[Image region labeling entries]
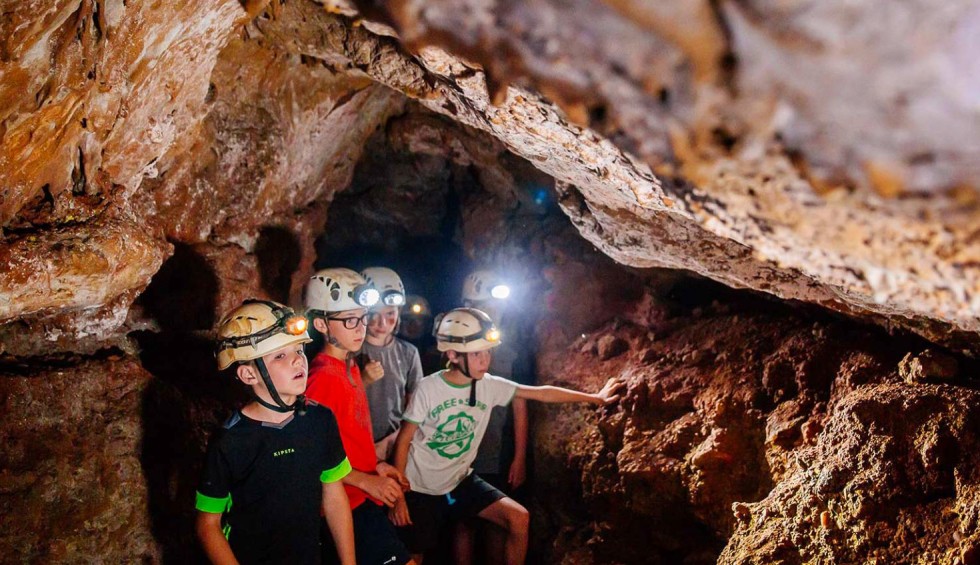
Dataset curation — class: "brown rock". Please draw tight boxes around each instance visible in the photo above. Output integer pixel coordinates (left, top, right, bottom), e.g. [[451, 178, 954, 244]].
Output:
[[898, 349, 959, 383], [597, 335, 630, 361]]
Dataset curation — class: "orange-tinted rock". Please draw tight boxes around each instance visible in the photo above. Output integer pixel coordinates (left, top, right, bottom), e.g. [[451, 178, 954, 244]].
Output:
[[0, 359, 159, 563], [0, 0, 245, 227], [0, 217, 170, 320]]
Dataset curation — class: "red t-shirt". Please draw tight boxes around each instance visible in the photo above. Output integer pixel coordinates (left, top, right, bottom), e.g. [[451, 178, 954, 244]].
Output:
[[306, 353, 381, 510]]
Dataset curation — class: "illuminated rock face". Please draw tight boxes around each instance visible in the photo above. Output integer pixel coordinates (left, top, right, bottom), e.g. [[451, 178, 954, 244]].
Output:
[[0, 0, 980, 563]]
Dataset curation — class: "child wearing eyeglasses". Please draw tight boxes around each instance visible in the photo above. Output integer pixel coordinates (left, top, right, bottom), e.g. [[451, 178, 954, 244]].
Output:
[[306, 269, 411, 565]]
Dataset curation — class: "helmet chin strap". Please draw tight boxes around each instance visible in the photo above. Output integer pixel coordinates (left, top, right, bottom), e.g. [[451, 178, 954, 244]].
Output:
[[252, 359, 306, 416], [459, 353, 476, 406]]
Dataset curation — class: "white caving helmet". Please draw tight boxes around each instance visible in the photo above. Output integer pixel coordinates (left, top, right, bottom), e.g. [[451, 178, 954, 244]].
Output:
[[404, 294, 432, 318], [215, 299, 311, 415], [361, 267, 405, 308], [306, 269, 380, 315], [462, 269, 510, 304], [435, 308, 500, 353], [435, 308, 500, 406]]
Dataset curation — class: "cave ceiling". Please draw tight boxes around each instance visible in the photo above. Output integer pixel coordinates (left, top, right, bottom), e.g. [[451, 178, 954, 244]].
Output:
[[0, 0, 980, 353]]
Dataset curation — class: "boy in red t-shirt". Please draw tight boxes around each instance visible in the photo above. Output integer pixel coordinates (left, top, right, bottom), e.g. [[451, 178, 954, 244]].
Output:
[[306, 269, 411, 565]]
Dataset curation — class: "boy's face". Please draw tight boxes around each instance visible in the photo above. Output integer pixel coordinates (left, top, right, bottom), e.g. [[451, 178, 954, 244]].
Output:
[[367, 306, 399, 339], [240, 343, 309, 400], [449, 349, 492, 380], [327, 308, 367, 351]]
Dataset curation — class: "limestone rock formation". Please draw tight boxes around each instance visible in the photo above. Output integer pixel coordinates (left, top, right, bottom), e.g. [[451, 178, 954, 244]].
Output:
[[0, 0, 980, 564]]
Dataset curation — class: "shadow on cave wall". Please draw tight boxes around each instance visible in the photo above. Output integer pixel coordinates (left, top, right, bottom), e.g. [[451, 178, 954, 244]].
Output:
[[133, 244, 240, 563], [255, 226, 302, 304]]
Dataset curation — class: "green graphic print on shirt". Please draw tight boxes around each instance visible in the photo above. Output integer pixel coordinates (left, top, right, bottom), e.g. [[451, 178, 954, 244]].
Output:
[[404, 372, 517, 495]]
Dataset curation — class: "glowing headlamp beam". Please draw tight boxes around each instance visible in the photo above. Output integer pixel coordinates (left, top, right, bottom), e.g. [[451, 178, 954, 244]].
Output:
[[283, 316, 307, 335], [357, 288, 381, 308], [490, 284, 510, 300]]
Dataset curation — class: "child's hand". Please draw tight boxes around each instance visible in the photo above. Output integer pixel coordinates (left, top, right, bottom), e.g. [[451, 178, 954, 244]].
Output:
[[596, 377, 626, 405], [361, 361, 385, 386], [364, 475, 404, 507], [375, 461, 409, 491], [388, 498, 412, 526]]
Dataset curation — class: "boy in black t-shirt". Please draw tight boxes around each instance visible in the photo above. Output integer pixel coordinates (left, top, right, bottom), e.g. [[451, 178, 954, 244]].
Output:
[[196, 300, 354, 564]]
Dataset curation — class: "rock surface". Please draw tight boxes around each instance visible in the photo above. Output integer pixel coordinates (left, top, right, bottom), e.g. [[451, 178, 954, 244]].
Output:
[[0, 0, 980, 564]]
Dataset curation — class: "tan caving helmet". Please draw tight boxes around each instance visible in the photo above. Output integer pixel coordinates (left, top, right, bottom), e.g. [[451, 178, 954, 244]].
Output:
[[306, 269, 379, 314], [361, 267, 405, 308], [217, 299, 311, 370], [435, 308, 500, 353]]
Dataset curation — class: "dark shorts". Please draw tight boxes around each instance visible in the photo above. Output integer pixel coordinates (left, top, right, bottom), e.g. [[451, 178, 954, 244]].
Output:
[[398, 473, 507, 553], [320, 500, 412, 565]]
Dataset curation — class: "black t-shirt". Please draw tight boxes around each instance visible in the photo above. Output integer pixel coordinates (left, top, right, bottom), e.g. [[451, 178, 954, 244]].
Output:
[[197, 402, 351, 564]]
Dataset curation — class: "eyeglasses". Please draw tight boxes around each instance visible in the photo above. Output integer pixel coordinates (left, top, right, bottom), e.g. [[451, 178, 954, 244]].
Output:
[[327, 314, 371, 330]]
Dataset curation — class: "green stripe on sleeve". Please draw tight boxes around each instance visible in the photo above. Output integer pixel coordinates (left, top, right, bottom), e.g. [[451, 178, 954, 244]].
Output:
[[194, 493, 231, 514], [320, 457, 351, 483]]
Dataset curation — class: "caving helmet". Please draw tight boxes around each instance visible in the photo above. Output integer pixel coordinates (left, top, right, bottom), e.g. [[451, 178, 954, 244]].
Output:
[[306, 269, 380, 315], [462, 269, 510, 304], [215, 299, 311, 413]]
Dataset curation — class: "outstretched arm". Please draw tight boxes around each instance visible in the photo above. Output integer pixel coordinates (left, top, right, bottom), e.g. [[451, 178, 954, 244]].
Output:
[[196, 512, 238, 565], [516, 377, 626, 404]]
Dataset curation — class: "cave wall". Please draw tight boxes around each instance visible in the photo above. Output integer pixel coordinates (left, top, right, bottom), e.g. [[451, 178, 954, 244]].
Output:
[[0, 0, 980, 563]]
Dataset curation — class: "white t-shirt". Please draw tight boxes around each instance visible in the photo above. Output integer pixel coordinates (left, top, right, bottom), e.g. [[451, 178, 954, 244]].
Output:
[[402, 371, 517, 495]]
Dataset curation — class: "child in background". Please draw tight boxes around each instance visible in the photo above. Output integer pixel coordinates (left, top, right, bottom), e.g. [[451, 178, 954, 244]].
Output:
[[361, 267, 422, 461], [306, 269, 410, 565], [391, 308, 624, 564]]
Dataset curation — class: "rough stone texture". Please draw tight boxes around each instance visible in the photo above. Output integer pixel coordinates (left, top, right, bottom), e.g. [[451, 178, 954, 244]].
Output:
[[719, 384, 980, 564], [0, 0, 980, 564], [0, 0, 980, 351], [0, 360, 160, 563], [535, 275, 980, 563], [0, 0, 246, 228], [0, 214, 169, 321]]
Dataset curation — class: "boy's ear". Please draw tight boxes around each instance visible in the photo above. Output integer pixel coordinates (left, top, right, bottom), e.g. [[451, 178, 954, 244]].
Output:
[[235, 363, 259, 386]]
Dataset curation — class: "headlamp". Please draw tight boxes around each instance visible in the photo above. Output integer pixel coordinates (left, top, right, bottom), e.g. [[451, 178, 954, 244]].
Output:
[[381, 290, 405, 306], [432, 309, 500, 344], [490, 284, 510, 300], [353, 284, 381, 308], [218, 299, 308, 351], [283, 314, 307, 335]]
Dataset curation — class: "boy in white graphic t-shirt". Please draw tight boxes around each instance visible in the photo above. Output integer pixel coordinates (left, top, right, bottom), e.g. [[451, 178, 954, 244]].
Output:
[[391, 308, 624, 564]]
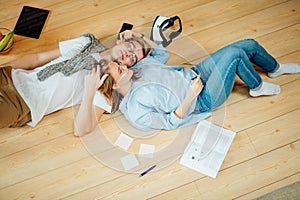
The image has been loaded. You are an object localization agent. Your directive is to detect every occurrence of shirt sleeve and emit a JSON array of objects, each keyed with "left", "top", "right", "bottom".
[
  {"left": 59, "top": 36, "right": 90, "bottom": 59},
  {"left": 93, "top": 91, "right": 111, "bottom": 113},
  {"left": 150, "top": 44, "right": 170, "bottom": 64}
]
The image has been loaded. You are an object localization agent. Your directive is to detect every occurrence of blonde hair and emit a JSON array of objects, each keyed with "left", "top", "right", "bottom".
[
  {"left": 98, "top": 67, "right": 122, "bottom": 113},
  {"left": 98, "top": 62, "right": 140, "bottom": 113}
]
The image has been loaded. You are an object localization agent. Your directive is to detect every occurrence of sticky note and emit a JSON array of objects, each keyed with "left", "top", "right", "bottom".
[
  {"left": 120, "top": 154, "right": 139, "bottom": 170},
  {"left": 139, "top": 144, "right": 155, "bottom": 158},
  {"left": 115, "top": 133, "right": 133, "bottom": 150}
]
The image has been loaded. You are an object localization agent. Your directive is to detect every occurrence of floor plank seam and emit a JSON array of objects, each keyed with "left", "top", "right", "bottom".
[{"left": 233, "top": 172, "right": 300, "bottom": 200}]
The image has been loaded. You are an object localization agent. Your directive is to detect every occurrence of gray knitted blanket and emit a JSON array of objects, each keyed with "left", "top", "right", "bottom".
[{"left": 37, "top": 33, "right": 107, "bottom": 81}]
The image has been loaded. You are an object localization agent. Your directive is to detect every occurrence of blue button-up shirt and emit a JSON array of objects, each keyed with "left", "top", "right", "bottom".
[{"left": 119, "top": 46, "right": 210, "bottom": 131}]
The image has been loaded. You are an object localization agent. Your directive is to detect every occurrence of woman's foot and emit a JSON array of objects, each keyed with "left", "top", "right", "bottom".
[
  {"left": 268, "top": 63, "right": 300, "bottom": 78},
  {"left": 249, "top": 82, "right": 280, "bottom": 97}
]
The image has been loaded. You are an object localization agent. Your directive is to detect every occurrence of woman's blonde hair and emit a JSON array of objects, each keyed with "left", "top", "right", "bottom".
[
  {"left": 98, "top": 64, "right": 122, "bottom": 113},
  {"left": 98, "top": 62, "right": 140, "bottom": 113}
]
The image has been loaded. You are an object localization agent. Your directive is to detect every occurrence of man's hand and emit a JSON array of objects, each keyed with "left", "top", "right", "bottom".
[
  {"left": 187, "top": 74, "right": 203, "bottom": 99},
  {"left": 84, "top": 65, "right": 109, "bottom": 97}
]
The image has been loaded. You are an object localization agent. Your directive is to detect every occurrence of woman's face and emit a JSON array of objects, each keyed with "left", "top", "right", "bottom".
[
  {"left": 111, "top": 40, "right": 144, "bottom": 67},
  {"left": 108, "top": 62, "right": 133, "bottom": 87}
]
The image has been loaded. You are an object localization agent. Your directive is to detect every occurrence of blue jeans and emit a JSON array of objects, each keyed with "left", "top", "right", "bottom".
[{"left": 192, "top": 39, "right": 279, "bottom": 112}]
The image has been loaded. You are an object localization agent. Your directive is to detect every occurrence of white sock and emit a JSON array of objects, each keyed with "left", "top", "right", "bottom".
[
  {"left": 268, "top": 63, "right": 300, "bottom": 78},
  {"left": 249, "top": 82, "right": 280, "bottom": 97}
]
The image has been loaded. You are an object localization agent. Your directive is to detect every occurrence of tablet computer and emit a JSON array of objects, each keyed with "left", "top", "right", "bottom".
[{"left": 14, "top": 6, "right": 49, "bottom": 39}]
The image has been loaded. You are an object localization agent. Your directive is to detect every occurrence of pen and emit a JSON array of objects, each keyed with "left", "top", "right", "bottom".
[{"left": 140, "top": 165, "right": 156, "bottom": 177}]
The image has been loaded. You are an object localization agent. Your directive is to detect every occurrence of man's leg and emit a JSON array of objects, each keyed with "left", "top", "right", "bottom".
[{"left": 193, "top": 45, "right": 280, "bottom": 111}]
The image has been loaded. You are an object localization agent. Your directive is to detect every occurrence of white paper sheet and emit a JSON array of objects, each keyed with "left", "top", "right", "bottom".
[
  {"left": 115, "top": 133, "right": 133, "bottom": 150},
  {"left": 180, "top": 120, "right": 235, "bottom": 178},
  {"left": 139, "top": 144, "right": 155, "bottom": 158}
]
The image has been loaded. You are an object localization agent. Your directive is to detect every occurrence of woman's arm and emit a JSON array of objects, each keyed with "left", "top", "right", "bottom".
[
  {"left": 0, "top": 48, "right": 61, "bottom": 70},
  {"left": 74, "top": 66, "right": 108, "bottom": 136}
]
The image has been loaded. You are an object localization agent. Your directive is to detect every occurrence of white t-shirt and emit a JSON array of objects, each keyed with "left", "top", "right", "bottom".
[{"left": 12, "top": 36, "right": 111, "bottom": 126}]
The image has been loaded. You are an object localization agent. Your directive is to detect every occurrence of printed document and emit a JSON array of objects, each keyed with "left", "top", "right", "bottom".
[{"left": 180, "top": 120, "right": 236, "bottom": 178}]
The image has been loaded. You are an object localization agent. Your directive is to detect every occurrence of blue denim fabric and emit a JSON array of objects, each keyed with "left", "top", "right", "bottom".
[{"left": 192, "top": 39, "right": 279, "bottom": 112}]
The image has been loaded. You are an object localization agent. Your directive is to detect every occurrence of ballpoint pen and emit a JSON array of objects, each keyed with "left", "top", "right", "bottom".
[{"left": 140, "top": 165, "right": 156, "bottom": 177}]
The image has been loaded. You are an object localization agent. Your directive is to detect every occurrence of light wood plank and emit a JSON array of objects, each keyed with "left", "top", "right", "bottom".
[{"left": 196, "top": 141, "right": 300, "bottom": 199}]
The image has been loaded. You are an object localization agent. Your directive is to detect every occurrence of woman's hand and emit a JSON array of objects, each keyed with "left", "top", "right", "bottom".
[
  {"left": 187, "top": 74, "right": 203, "bottom": 99},
  {"left": 84, "top": 65, "right": 109, "bottom": 97}
]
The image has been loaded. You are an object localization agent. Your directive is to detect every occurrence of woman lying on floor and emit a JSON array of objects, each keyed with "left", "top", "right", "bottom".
[{"left": 92, "top": 34, "right": 300, "bottom": 131}]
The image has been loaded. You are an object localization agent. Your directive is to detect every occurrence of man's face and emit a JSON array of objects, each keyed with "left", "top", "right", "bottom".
[{"left": 111, "top": 40, "right": 144, "bottom": 67}]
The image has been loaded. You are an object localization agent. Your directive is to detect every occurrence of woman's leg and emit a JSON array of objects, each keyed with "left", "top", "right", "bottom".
[
  {"left": 0, "top": 67, "right": 31, "bottom": 128},
  {"left": 192, "top": 45, "right": 280, "bottom": 111}
]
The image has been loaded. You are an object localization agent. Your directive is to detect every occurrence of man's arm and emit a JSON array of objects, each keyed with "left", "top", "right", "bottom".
[
  {"left": 0, "top": 48, "right": 61, "bottom": 70},
  {"left": 74, "top": 66, "right": 108, "bottom": 136}
]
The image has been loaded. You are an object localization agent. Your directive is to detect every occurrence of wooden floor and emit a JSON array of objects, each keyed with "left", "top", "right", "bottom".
[{"left": 0, "top": 0, "right": 300, "bottom": 200}]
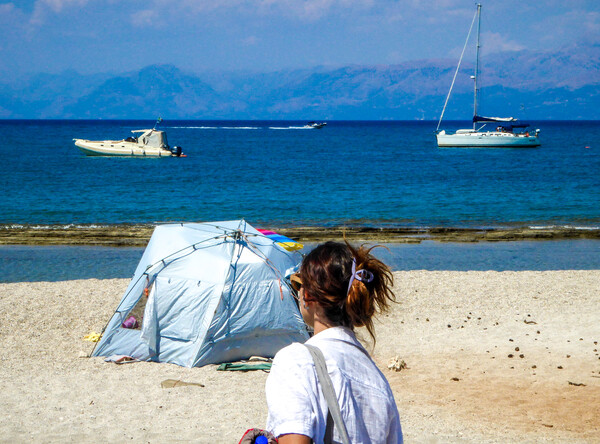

The request: Update the records starting at the beginning and ending at the line containing "[[898, 349, 959, 383], [597, 335, 630, 361]]", replacing "brown rock" with "gray rock" and keeping everything else the same. Leave the pictures out.

Answer to this problem:
Dataset curation — class: "gray rock". Please draw tight boxes around each instance visible in the photo above. Output integer pixel coordinates (left, top, right, bottom), e.g. [[451, 178, 954, 244]].
Output:
[[898, 349, 959, 383], [597, 335, 630, 361]]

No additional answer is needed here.